◆ TEXTO DA PÁGINA
################

ASPECTOS DA VIDA E OBRA

Maria Teresa Ramalho Cruz
(7.º ano)
 

A representação dramática ou, por outras palavras, o drama – que, segundo a etimologia grega, significa pôr em acção um assunto de interesse humano – teve origem marcadamente religiosa: o teatro clássico – a tragédia e a comédia – derivou, na antiga Grécia, das celebrações do chamado culto dionisíaco.

Na Idade Média, o teatro está, por assim dizer, ao serviço da Igreja. Ao princípio, consiste unicamente em figurações plásticas e mímicas, em que o diálogo mal aparece, de cenas do Evangelho: a Ressurreição, na quadra da Páscoa, e a visita dos pastores e dos reis magos ao presépio, nas festas do Natal. Mais tarde, sobretudo a partir do século XII, assiste-se ao gradual desenvolvimento da encenação: um cenário esquemático sugere, mais do que representa, os lugares em que se desenvolve o drama litúrgico. Por outro lado, o diálogo passa a ter, num ou noutro caso, uma função mais significativa, e o âmbito dos motivos dramáticos alarga-se com situações de feição moralizadora e com temas extraídos das vidas de santos. Estas representações tinham dois caracteres: o religioso e o profano.

################

◆ SECÇÃO DE DADOS
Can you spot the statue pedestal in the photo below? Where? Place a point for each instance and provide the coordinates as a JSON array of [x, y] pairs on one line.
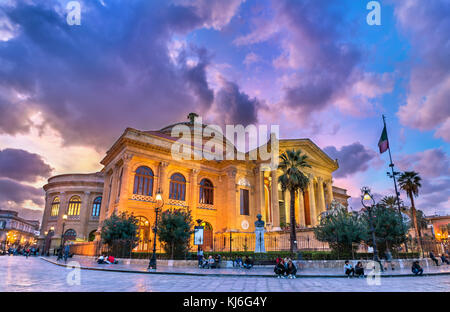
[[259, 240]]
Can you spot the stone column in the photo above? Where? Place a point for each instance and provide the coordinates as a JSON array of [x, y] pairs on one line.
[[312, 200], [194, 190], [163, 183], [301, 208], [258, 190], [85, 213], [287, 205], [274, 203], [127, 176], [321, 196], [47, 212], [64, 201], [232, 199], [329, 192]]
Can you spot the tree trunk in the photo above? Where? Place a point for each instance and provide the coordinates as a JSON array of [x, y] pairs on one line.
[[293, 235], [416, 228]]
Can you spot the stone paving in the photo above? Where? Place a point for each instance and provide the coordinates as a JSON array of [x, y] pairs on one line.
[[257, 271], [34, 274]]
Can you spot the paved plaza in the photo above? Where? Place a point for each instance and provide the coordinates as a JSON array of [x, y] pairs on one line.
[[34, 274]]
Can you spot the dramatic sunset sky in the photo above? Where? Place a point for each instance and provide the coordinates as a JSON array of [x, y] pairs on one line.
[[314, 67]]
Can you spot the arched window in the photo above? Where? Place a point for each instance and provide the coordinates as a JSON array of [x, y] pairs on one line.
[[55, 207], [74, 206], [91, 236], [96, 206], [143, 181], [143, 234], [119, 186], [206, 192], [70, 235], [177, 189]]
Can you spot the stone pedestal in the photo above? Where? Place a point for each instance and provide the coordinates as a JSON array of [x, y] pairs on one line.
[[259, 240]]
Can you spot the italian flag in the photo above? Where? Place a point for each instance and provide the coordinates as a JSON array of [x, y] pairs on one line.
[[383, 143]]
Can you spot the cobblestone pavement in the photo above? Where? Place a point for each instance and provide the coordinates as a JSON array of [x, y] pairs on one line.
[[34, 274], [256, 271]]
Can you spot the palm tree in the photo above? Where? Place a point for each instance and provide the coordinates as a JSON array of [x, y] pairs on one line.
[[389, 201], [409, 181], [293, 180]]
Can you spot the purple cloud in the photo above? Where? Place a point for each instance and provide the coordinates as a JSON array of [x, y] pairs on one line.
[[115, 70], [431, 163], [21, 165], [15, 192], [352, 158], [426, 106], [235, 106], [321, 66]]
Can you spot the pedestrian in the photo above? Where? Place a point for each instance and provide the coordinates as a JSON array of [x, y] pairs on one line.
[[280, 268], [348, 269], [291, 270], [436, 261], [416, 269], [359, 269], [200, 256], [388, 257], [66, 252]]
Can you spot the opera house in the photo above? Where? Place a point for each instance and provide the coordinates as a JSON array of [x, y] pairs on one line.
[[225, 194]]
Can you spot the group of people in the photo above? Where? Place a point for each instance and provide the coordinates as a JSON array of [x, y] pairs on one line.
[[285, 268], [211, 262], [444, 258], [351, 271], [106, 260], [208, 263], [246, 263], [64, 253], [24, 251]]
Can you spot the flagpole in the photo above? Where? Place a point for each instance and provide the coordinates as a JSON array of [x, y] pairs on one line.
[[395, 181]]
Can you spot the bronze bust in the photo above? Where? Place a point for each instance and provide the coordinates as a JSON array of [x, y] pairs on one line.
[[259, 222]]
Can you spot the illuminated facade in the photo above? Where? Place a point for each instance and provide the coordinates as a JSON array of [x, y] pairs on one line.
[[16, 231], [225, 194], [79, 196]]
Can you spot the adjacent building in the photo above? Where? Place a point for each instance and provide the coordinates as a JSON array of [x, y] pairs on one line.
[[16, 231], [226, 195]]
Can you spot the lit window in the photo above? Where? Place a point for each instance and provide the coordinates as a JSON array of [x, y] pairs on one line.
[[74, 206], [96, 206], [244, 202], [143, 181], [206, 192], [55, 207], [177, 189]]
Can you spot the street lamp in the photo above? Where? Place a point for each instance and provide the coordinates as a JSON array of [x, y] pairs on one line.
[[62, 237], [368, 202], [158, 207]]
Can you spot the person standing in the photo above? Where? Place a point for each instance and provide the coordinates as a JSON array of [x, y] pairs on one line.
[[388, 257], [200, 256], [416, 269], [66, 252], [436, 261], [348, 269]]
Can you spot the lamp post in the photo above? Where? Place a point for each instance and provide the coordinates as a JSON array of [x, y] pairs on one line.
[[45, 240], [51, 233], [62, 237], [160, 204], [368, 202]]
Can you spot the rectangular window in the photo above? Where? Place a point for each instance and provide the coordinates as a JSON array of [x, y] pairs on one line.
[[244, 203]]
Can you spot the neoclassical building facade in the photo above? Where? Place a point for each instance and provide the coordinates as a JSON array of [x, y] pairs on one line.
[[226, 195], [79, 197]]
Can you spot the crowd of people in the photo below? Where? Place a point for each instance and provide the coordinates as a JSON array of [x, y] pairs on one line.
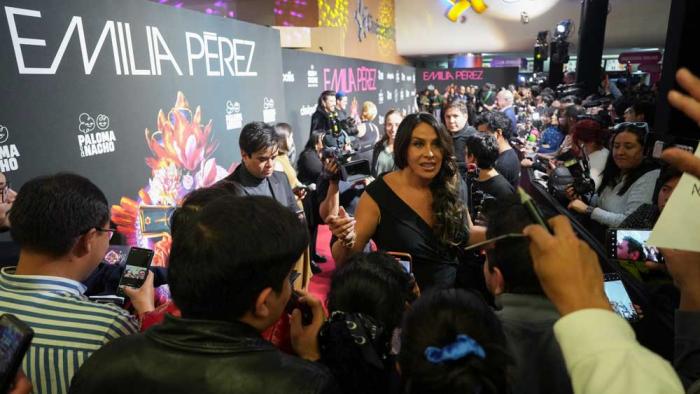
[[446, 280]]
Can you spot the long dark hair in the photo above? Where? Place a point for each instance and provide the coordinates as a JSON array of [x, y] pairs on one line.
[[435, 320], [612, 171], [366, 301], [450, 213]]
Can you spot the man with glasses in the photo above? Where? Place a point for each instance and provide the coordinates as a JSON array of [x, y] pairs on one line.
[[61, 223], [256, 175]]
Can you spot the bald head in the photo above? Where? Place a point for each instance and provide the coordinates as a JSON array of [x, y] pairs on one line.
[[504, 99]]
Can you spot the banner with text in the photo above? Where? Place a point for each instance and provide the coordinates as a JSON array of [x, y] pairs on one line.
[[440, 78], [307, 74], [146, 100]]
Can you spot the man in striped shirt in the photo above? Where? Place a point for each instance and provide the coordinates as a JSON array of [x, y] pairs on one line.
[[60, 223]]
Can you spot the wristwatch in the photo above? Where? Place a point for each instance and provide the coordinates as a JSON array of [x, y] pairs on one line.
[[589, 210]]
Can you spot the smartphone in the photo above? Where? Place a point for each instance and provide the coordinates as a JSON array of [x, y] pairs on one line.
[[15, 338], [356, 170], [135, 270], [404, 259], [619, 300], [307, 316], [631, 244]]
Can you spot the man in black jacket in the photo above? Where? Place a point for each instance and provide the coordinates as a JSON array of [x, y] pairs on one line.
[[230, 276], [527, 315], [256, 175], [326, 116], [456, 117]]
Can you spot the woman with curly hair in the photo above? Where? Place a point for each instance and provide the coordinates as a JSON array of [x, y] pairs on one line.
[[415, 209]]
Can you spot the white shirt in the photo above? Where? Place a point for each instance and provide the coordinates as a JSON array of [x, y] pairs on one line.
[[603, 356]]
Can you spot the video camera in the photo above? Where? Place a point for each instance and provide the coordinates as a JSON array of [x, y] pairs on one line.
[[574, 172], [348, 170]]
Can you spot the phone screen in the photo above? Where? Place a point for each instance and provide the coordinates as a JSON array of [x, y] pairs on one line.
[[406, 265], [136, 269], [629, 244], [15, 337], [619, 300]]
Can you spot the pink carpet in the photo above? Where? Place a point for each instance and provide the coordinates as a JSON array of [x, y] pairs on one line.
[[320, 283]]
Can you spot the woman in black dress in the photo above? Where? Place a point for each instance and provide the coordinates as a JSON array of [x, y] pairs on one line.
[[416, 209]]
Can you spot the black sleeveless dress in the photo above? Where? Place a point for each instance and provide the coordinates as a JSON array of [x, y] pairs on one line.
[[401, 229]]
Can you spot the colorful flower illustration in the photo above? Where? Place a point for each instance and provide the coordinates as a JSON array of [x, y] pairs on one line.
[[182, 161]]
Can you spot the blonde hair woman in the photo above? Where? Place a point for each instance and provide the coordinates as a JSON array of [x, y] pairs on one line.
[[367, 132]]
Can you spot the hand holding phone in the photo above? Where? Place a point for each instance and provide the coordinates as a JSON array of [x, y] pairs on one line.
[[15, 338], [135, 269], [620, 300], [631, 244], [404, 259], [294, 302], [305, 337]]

################

◆ EM QUE CONSISTE
Dê seguimento ao texto sobre as origens do teatro, retomando-o logo depois da última frase apresentada.

◆ RESPOSTA À TAREFA
Do primeiro fazem parte dois géneros com características exclusivamente religiosas: os milagres, peças curtas, cujo propósito consiste na descrição de um milagre devido à Virgem ou aos santos, e os mistérios, que são representações / 17 / da Vida e da Paixão de Cristo, organizadas processionalmente e com vasta figuração.

Os papéis eram desempenhados por religiosos à porta das igrejas.

Lado a lado com este teatro, um outro surge, de expressão menos religiosa, embora manifeste intenções de sentido moral e de crítica de costumes. Está representado nas seguintes modalidades: as farsas, género bastante popular, que se baseia na observação e na crítica social, e as moralidades, que põem em cena, devidamente personificados, os vícios e as virtudes dos homens.

É quase nula a documentação sobre a existência do teatro litúrgico em Portugal; de carácter profano sabe-se que já no século XII se representavam, entre nós, os chamados ARREMEDILHOS ou ARREMEDOS, constituídos essencialmente pela mímica.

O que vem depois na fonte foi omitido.